[Opgave a] Hoeveel regels in de records bevatten de tekenreeks "onion"? Let op hoofdletters en kleine letters en geef alleen het getal.

[Fragment]
-.-.-

Ramsey Nasr: “Een kind? Het zou leuk zijn om eens iets levends in huis te hebben, en niet alleen fossielen en een opgezette das.”Beeld Erik Smits

Naar Venetië wilde Ramsey Nasr (45) nooit, bang om zijn droombeeld kapot te maken. Nu moest hij wel, voor de toneelbewerking van Thomas Manns De dood in Venetië, en hij ervoer er meerdere existentiële shocks. “Ik ben klaar voor een ander soort leven.”

BIO Ramsey Nasr:
• geboren op 28 januari 1974 in Rotterdam 
• Nederlandse dichter, schrijver, essayist, acteur en regisseur 
• doorloopt de toneelopleiding Studio Herman Teirlinck en werkt al even als acteur
• 2000: debuteert als dichter 
• 2005-2006: stadsdichter van Antwerpen 
• 2009- 2013: Dichter des Vaderlands in Nederland 
• 2013: pakt toneel­carrière weer op, nu bij Toneelgroep Amsterdam 
• maakt grote indruk met vertolking van Howard Roark in The Fountainhead (2014), goed voor de Louis d’Or 
• speelt de veel­geprezen hoofdrol van Jude St. Francis in Een klein leven •
 ook te zien in films en tv-series 
• schrijft verder proza, columns en opiniestukken  

In zijn keuken heeft acteur en dichter Ramsey Nasr een foto van Venetië. Wacht, hij haalt hem er even bij. Het is een plaatje uit 1885, een vroege vorm van kleurenfotografie, met daarop een kerktoren, wat huisjes en een gracht. Een van de meest bezochte steden ter wereld lijkt leeg, haast post-apocalyptisch verlaten. En de kleuren zijn, in Nasrs woorden, “totaal overspannen”.

Het water in de gracht is “van een absurd diep malachietblauw”. De kerk “romig en roze”. Lang was dit zíjn Venetië: deze ruimte, deze leegte, deze kleuren. En daarom ging hij nooit. “Ik was bang mijn eigen droombeeld kapot te maken.”

-.-.-

[Opgave b] Citeer het fragment over Ramsey Nasr hierboven volledig en woord voor woord.

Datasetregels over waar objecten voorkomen

-.-.-

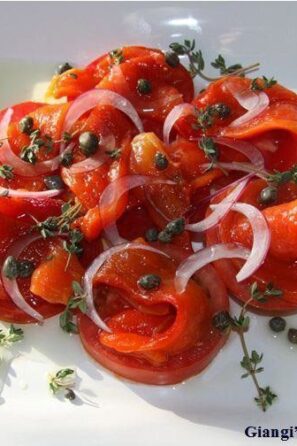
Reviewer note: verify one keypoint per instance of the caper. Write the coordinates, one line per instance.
(161, 161)
(63, 67)
(149, 281)
(70, 395)
(144, 86)
(268, 195)
(10, 267)
(13, 268)
(277, 324)
(53, 182)
(67, 158)
(25, 268)
(165, 236)
(222, 110)
(221, 320)
(292, 335)
(88, 143)
(26, 125)
(172, 59)
(176, 227)
(151, 235)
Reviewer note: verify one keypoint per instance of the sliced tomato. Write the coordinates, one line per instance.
(52, 279)
(279, 267)
(164, 201)
(76, 81)
(169, 86)
(147, 347)
(26, 208)
(10, 231)
(49, 120)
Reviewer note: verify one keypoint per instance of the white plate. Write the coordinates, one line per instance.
(216, 405)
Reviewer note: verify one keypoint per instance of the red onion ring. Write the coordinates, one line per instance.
(19, 193)
(203, 257)
(261, 239)
(226, 204)
(11, 286)
(255, 103)
(177, 112)
(241, 167)
(93, 269)
(22, 168)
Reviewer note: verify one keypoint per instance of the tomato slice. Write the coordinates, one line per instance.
(169, 86)
(154, 348)
(279, 267)
(52, 279)
(76, 81)
(11, 230)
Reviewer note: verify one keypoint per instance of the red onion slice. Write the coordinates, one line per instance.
(91, 99)
(22, 168)
(88, 164)
(115, 190)
(203, 257)
(19, 193)
(261, 239)
(11, 286)
(93, 269)
(177, 112)
(213, 219)
(241, 167)
(255, 103)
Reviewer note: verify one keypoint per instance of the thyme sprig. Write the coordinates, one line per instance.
(116, 56)
(11, 336)
(263, 83)
(53, 225)
(77, 301)
(29, 152)
(197, 63)
(251, 362)
(6, 172)
(63, 381)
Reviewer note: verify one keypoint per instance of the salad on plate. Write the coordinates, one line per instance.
(135, 207)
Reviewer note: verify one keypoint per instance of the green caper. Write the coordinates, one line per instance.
(292, 335)
(176, 227)
(149, 281)
(26, 125)
(151, 235)
(88, 143)
(144, 86)
(10, 267)
(277, 324)
(63, 67)
(165, 236)
(25, 268)
(53, 182)
(268, 195)
(172, 59)
(161, 161)
(67, 158)
(222, 110)
(221, 320)
(69, 394)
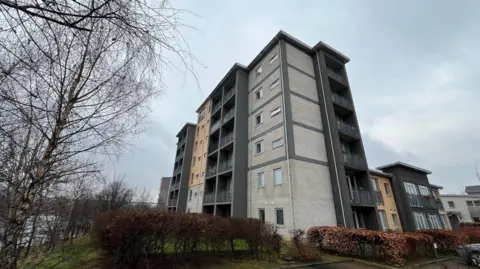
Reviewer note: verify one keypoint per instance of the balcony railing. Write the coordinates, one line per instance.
(378, 198)
(362, 197)
(347, 129)
(342, 101)
(211, 171)
(336, 76)
(226, 139)
(354, 160)
(224, 196)
(215, 127)
(228, 94)
(228, 115)
(209, 198)
(225, 165)
(216, 106)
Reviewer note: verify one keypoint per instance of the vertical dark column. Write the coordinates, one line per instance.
(240, 147)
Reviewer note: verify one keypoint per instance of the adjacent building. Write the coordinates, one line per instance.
(386, 205)
(417, 206)
(177, 192)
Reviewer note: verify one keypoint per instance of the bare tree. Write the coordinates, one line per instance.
(76, 80)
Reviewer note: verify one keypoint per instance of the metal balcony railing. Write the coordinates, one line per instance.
(226, 139)
(362, 197)
(225, 165)
(224, 196)
(209, 198)
(338, 77)
(378, 198)
(228, 115)
(211, 171)
(347, 129)
(354, 160)
(342, 101)
(215, 127)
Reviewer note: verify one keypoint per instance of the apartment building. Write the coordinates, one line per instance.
(284, 143)
(417, 207)
(199, 159)
(386, 205)
(177, 192)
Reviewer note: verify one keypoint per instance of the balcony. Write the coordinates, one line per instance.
(342, 101)
(226, 139)
(214, 127)
(363, 197)
(348, 129)
(228, 94)
(225, 166)
(224, 196)
(336, 76)
(378, 197)
(211, 171)
(355, 161)
(209, 198)
(228, 115)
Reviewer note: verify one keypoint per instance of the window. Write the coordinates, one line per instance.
(261, 215)
(387, 188)
(277, 143)
(273, 59)
(261, 180)
(277, 176)
(259, 93)
(395, 221)
(420, 221)
(383, 219)
(275, 111)
(258, 119)
(275, 84)
(279, 213)
(259, 147)
(258, 70)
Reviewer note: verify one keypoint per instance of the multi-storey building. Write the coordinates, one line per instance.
(416, 203)
(199, 159)
(284, 143)
(177, 193)
(386, 205)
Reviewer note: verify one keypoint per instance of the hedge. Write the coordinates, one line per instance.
(391, 248)
(135, 239)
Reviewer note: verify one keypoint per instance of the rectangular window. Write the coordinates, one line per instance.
(279, 213)
(258, 119)
(395, 221)
(259, 93)
(273, 59)
(275, 111)
(277, 143)
(261, 180)
(383, 219)
(277, 176)
(387, 188)
(259, 147)
(261, 215)
(275, 84)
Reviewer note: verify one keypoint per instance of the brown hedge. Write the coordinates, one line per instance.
(392, 248)
(134, 239)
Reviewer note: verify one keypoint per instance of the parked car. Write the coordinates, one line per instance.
(470, 253)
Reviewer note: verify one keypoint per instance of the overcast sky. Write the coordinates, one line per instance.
(413, 72)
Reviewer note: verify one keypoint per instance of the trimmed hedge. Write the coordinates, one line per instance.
(134, 239)
(391, 248)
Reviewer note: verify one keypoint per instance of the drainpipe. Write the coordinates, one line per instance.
(331, 141)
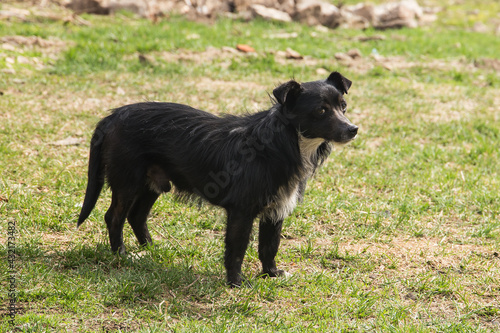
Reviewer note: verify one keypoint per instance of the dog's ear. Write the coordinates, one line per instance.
(339, 81)
(287, 92)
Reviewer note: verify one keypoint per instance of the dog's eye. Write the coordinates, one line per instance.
(343, 104)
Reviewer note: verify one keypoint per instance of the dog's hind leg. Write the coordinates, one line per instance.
(115, 218)
(138, 215)
(269, 241)
(239, 227)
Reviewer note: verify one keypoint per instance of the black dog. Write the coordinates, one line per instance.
(253, 166)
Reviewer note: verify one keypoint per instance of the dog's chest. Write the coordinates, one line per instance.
(286, 197)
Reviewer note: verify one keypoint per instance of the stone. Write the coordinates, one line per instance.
(316, 12)
(270, 14)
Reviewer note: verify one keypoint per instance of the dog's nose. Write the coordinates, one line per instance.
(353, 129)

-.-.-

[Juiste uitkomst a] 2

[Juiste uitkomst b]
Ramsey Nasr: “Een kind? Het zou leuk zijn om eens iets levends in huis te hebben, en niet alleen fossielen en een opgezette das.”Beeld Erik Smits

Naar Venetië wilde Ramsey Nasr (45) nooit, bang om zijn droombeeld kapot te maken. Nu moest hij wel, voor de toneelbewerking van Thomas Manns De dood in Venetië, en hij ervoer er meerdere existentiële shocks. “Ik ben klaar voor een ander soort leven.”

BIO Ramsey Nasr:
• geboren op 28 januari 1974 in Rotterdam 
• Nederlandse dichter, schrijver, essayist, acteur en regisseur 
• doorloopt de toneelopleiding Studio Herman Teirlinck en werkt al even als acteur
• 2000: debuteert als dichter 
• 2005-2006: stadsdichter van Antwerpen 
• 2009- 2013: Dichter des Vaderlands in Nederland 
• 2013: pakt toneel­carrière weer op, nu bij Toneelgroep Amsterdam 
• maakt grote indruk met vertolking van Howard Roark in The Fountainhead (2014), goed voor de Louis d’Or 
• speelt de veel­geprezen hoofdrol van Jude St. Francis in Een klein leven •
 ook te zien in films en tv-series 
• schrijft verder proza, columns en opiniestukken  

In zijn keuken heeft acteur en dichter Ramsey Nasr een foto van Venetië. Wacht, hij haalt hem er even bij. Het is een plaatje uit 1885, een vroege vorm van kleurenfotografie, met daarop een kerktoren, wat huisjes en een gracht. Een van de meest bezochte steden ter wereld lijkt leeg, haast post-apocalyptisch verlaten. En de kleuren zijn, in Nasrs woorden, “totaal overspannen”.

Het water in de gracht is “van een absurd diep malachietblauw”. De kerk “romig en roze”. Lang was dit zíjn Venetië: deze ruimte, deze leegte, deze kleuren. En daarom ging hij nooit. “Ik was bang mijn eigen droombeeld kapot te maken.”